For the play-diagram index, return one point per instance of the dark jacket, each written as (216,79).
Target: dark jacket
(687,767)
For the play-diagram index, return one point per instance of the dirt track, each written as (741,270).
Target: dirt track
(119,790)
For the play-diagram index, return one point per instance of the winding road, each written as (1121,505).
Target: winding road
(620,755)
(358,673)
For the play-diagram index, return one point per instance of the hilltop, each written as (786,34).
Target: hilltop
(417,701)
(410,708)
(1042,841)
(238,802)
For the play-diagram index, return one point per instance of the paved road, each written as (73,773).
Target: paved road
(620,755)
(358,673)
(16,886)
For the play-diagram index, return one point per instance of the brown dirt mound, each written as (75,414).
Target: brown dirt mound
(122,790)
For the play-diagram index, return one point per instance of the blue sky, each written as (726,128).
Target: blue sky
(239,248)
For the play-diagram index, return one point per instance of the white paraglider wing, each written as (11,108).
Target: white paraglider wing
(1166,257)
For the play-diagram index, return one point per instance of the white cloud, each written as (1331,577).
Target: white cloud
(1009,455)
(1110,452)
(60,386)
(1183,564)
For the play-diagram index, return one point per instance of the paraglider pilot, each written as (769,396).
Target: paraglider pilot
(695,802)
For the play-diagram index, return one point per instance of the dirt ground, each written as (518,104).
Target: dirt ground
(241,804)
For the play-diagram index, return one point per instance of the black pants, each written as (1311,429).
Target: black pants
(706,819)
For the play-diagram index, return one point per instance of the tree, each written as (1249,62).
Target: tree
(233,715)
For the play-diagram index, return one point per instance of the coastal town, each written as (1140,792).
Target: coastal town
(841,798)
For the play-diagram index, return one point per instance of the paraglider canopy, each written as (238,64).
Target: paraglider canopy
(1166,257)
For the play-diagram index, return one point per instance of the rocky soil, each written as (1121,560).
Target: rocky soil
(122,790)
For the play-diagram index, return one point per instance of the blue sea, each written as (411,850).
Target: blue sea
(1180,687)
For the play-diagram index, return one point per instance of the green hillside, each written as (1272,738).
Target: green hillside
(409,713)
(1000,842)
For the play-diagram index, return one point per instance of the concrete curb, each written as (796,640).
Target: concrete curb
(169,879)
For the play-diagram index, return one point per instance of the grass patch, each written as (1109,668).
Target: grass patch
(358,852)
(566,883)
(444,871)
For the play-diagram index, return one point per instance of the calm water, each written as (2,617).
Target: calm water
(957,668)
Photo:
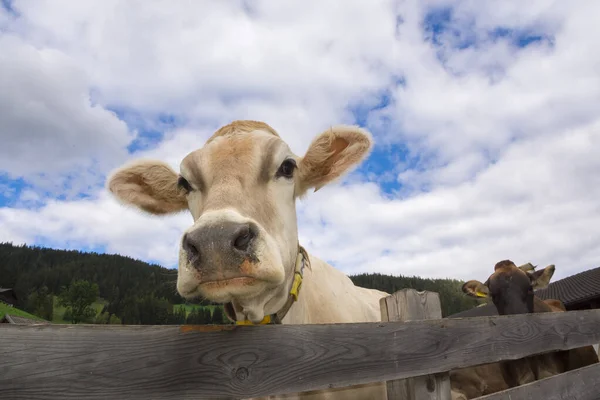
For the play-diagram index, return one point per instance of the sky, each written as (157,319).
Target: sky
(485,118)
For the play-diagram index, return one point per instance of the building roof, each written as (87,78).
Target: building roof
(572,289)
(13,319)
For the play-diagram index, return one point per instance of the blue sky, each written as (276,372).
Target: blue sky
(467,107)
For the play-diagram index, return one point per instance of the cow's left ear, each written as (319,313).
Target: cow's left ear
(541,278)
(332,154)
(476,289)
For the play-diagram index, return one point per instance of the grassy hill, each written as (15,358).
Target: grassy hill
(135,292)
(59,312)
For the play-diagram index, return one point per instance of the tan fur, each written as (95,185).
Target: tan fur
(149,185)
(234,179)
(330,154)
(242,126)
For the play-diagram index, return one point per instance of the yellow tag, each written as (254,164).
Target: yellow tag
(296,285)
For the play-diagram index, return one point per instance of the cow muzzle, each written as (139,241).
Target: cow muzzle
(221,250)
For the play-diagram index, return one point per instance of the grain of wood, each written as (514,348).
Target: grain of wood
(410,305)
(158,362)
(579,384)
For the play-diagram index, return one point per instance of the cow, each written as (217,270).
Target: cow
(242,248)
(511,289)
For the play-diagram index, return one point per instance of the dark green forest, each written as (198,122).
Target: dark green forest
(136,292)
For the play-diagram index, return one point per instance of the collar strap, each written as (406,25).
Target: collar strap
(301,261)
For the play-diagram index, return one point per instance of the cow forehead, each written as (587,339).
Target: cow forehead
(237,154)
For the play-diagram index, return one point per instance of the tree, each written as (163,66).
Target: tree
(78,298)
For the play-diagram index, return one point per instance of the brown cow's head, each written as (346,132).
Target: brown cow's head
(511,287)
(240,189)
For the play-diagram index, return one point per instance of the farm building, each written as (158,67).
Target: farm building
(14,319)
(8,296)
(577,292)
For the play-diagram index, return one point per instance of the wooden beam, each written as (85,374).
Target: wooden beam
(142,362)
(410,305)
(579,384)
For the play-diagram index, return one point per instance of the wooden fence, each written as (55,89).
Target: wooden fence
(413,349)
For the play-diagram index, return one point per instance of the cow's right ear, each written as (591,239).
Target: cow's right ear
(149,185)
(476,289)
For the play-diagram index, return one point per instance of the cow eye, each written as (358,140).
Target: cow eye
(184,184)
(286,169)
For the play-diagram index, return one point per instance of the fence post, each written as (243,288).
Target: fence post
(406,305)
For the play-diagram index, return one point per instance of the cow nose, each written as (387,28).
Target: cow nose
(222,242)
(242,236)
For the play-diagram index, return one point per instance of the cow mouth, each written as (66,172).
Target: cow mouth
(238,281)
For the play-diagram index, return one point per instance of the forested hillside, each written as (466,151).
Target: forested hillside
(135,292)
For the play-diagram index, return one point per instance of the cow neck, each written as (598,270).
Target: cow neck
(302,260)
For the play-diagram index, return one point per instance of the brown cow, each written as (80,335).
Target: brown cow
(511,289)
(241,247)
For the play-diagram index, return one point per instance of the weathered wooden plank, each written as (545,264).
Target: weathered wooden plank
(144,362)
(579,384)
(410,305)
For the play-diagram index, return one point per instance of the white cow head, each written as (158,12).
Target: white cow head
(240,189)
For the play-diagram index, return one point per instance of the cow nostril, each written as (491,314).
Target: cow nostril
(242,237)
(191,250)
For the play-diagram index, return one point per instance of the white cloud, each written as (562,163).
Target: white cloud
(508,165)
(47,123)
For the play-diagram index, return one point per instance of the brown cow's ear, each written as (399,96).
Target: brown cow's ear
(332,154)
(527,267)
(541,278)
(148,185)
(476,289)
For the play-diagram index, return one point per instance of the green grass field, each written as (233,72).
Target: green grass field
(190,307)
(5,309)
(59,312)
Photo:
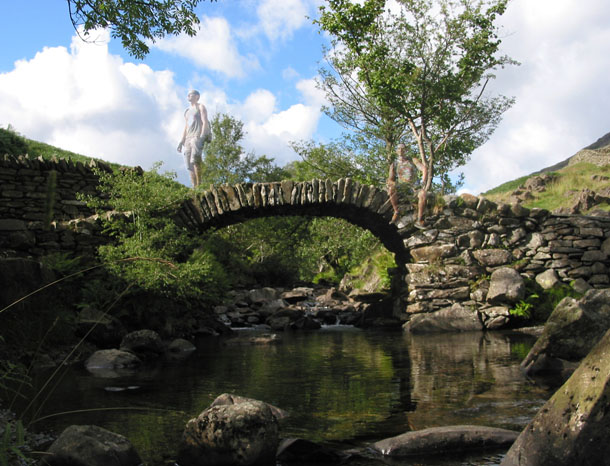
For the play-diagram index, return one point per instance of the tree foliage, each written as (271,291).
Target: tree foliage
(135,22)
(225,160)
(416,74)
(150,250)
(352,156)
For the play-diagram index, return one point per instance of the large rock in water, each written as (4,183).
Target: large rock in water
(233,434)
(112,363)
(91,446)
(570,332)
(143,342)
(439,440)
(229,399)
(456,318)
(573,427)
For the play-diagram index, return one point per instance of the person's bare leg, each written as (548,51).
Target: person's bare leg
(197,170)
(393,200)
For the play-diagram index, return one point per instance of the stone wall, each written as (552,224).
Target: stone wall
(39,209)
(455,259)
(452,262)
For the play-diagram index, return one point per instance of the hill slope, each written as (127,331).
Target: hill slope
(579,184)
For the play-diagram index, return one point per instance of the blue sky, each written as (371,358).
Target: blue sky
(258,61)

=== ABOUT THIS EXERCISE ===
Without any pictures, return the entries exactly as given.

=== TASK RESULT ===
For the play-diagram index, return one point per instance of the dark jacket, each written as (216,79).
Target: dark jacket
(687,767)
For the play-diagram index, return one point per instance of the dirt track, each written as (741,270).
Target: dirt track
(119,790)
For the play-diagram index, return one point per instance of the winding road, each written as (1121,505).
Target: winding road
(620,755)
(358,673)
For the play-diagram index, return one point per instance of the hilltop, each written as (786,34).
Target: hilltop
(417,701)
(410,708)
(1042,841)
(238,802)
For the play-diagram index, return one point per instance of the paved road, each written as (73,773).
Target: paved road
(620,755)
(358,673)
(16,886)
For the play-diagram index, return one point per instance of the brown dirt mound, each written as (75,414).
Target: brown dirt mound
(122,790)
For the play-diagram index, return one point per instance of the blue sky, each written as (726,128).
Target: blue sky
(239,248)
For the play-diagram index, return one point per instance of the white paraglider wing, each written as (11,108).
Target: white paraglider wing
(1166,257)
For the play-diagram index, return one point per instance of the white cloud, each written as (1331,577).
Target: white cloud
(1009,455)
(1110,452)
(60,386)
(1183,564)
For the play-diagram index, return one point per instance of the paraglider pilot, each written as (769,396).
Target: paraglider pilot
(695,802)
For the play-diagram index, return one point per instance of the dirt ground, each written as (518,104).
Target: dirt ground
(241,804)
For the play-diagram index, return one point per instance of the black pants, each written as (1311,429).
Target: black pants
(706,819)
For the play-diagram index, return one point per instance of the tree, each written as (1249,62).
Target: tree
(233,715)
For the play-diagram index, return one point per instance of the coastal town, each written as (1140,792).
Target: coastal town
(841,798)
For the play-diagram index, return one point per instance of the paraglider canopy, each written as (238,64).
Target: paraglider canopy
(1166,257)
For the play-diagram index, return one point per instance of the rocky soil, each written as (1121,560).
Target: rocky soil
(122,790)
For the play-diagram index, return one point per instance of the blue sea, each written as (411,850).
Target: blue sea
(1180,687)
For the play-diagram index, return one point per instance of the green hillside, each written as (1272,738).
Target: green hillside
(409,713)
(1000,842)
For the play-diagram index, return one point per instance of the concrete curb, each written as (796,640).
Target: concrete curb
(169,879)
For the play-diagram index, return one point per instance of the grass patch, each written as (1109,668).
Target: grass patch
(358,852)
(566,883)
(444,871)
For the play-diagram index, return one point per instance of the calm water, each written as (2,617).
Target: calm water
(957,668)
Photo:
For the play-diagram index, return one point per instance of the sky, each written as (157,319).
Target: sky
(485,118)
For the play-diagram index, return one point per instance of the building roof, each written as (87,78).
Target: building roof
(572,289)
(13,319)
For the play-diagram index, return one point per instance of the blue sky, each written as (276,372).
Target: blue sky
(467,107)
For the play-diagram index, return one point per instance of the cow's left ear, each written as (319,313).
Target: cow's left ear
(541,278)
(332,154)
(476,289)
For the play-diagram index, return one point per instance of the grassy hill, each written as (15,358).
Target: grassy hill
(135,292)
(59,312)
For the play-diagram index, return one point per instance of the tan fur, each written as (95,185).
Target: tan fur
(149,185)
(234,179)
(330,154)
(242,126)
For the play-diagram index, return one point per instance of the yellow tag, each written as (254,164).
Target: yellow tag
(296,285)
For the play-diagram index, return one point per instance of the cow muzzle, each written as (139,241).
Target: cow muzzle
(221,250)
For the play-diagram index, return one point per instance of the grain of wood, each written as (514,348).
Target: grain of wood
(410,305)
(158,362)
(579,384)
For the play-diagram index, return one point per instance of the cow, each written as (217,270).
Target: cow
(242,248)
(511,289)
For the play-diagram index, return one point per instance of the dark green forest, each written as (198,122).
Target: dark green forest
(136,292)
For the play-diagram index, return one point per instance of the collar strap, each written as (406,25).
Target: collar strap
(301,261)
For the play-diagram index, return one point per instance of the cow forehead, each written as (587,339).
Target: cow forehead
(237,154)
For the play-diagram index, return one point per instance of the tree, each written as (163,66).
Target: tree
(78,298)
For the play-diagram index, return one point per instance of the brown cow's head, each written as (346,132).
Target: brown cow's head
(511,287)
(240,189)
For the play-diagram index, return one point per instance of the farm building, each written as (158,67).
Target: farm building
(14,319)
(8,296)
(577,292)
For the play-diagram index, return one point per instance of the wooden beam, each written as (85,374).
Target: wooden beam
(142,362)
(410,305)
(579,384)
For the play-diagram index, return one point per instance of the wooden fence, each written as (55,89).
Target: wooden fence
(413,349)
For the play-diagram index, return one point per instance of the cow's right ear, each written as (591,239).
Target: cow's right ear
(149,185)
(476,289)
For the play-diagram index, return one point per instance of the cow eye, each written as (358,140).
Target: cow eye
(184,184)
(286,169)
For the play-diagram index, return one point per instance of the fence post, each written as (243,288).
Target: fence post
(406,305)
For the play-diagram index, return one point per instance of the cow nose, each written as (387,28).
Target: cow nose
(222,242)
(242,236)
For the play-diagram index, return one point per instance of the cow mouth, each written as (66,172).
Target: cow mouth
(238,281)
For the play-diagram index, return one point per instance of the forested hillside, each written as (466,151).
Target: forested hillside
(135,292)
For the play-diagram index, return one point per instance of the cow neck, each written as (598,270).
Target: cow neck
(302,260)
For the play-diagram index, return one point per instance of the brown cow, each written as (80,335).
Target: brown cow
(511,289)
(241,247)
For the play-diagram index, return one point per instance of the weathered wooden plank, each written as (545,264).
Target: weathered wooden plank
(144,362)
(579,384)
(410,305)
For the play-diagram index, return one point per instance of the white cow head, each written as (158,12).
Target: white cow head
(240,189)
For the play-diagram index, return one point per instance of the cow nostril, each written as (491,314).
Target: cow nostril
(242,237)
(191,250)
For the play-diagram index, return one point per instance of the white cloud, each written as (562,163).
Target: white cloud
(508,165)
(47,123)
For the play-diagram index, return one point per instance of the brown cow's ear, each written as (399,96).
Target: brown cow's ear
(332,154)
(527,267)
(541,278)
(148,185)
(476,289)
For the play-diagram index, return one point per instance of the green grass field, each written as (233,72).
Target: green grass field
(190,307)
(5,309)
(59,312)
Photo:
For the play-diagram index, return one point per instance of the tree foliage, each written as (271,291).
Target: tree foliage
(135,22)
(225,160)
(416,74)
(150,250)
(352,156)
For the play-diagram index, return one point per instance of the large rock in water, each written as (4,183).
Target: large rock in water
(233,434)
(112,363)
(91,446)
(570,332)
(143,342)
(439,440)
(229,399)
(456,318)
(573,427)
For the play-diagram index, return one point per instance of the person's bare leg, each written as (548,51).
Target: person's bare leg
(197,170)
(393,200)
For the play-diagram index, return one point per instance of the stone wall, each written as (552,224).
Target: stone wall
(39,209)
(455,259)
(452,262)
For the play-diagram index, return one point per instance of the hill slope, each written as (127,331).
Target: hill slope
(579,184)
For the play-diagram index, return one point per instance of the blue sky, each written as (371,358).
Target: blue sky
(258,61)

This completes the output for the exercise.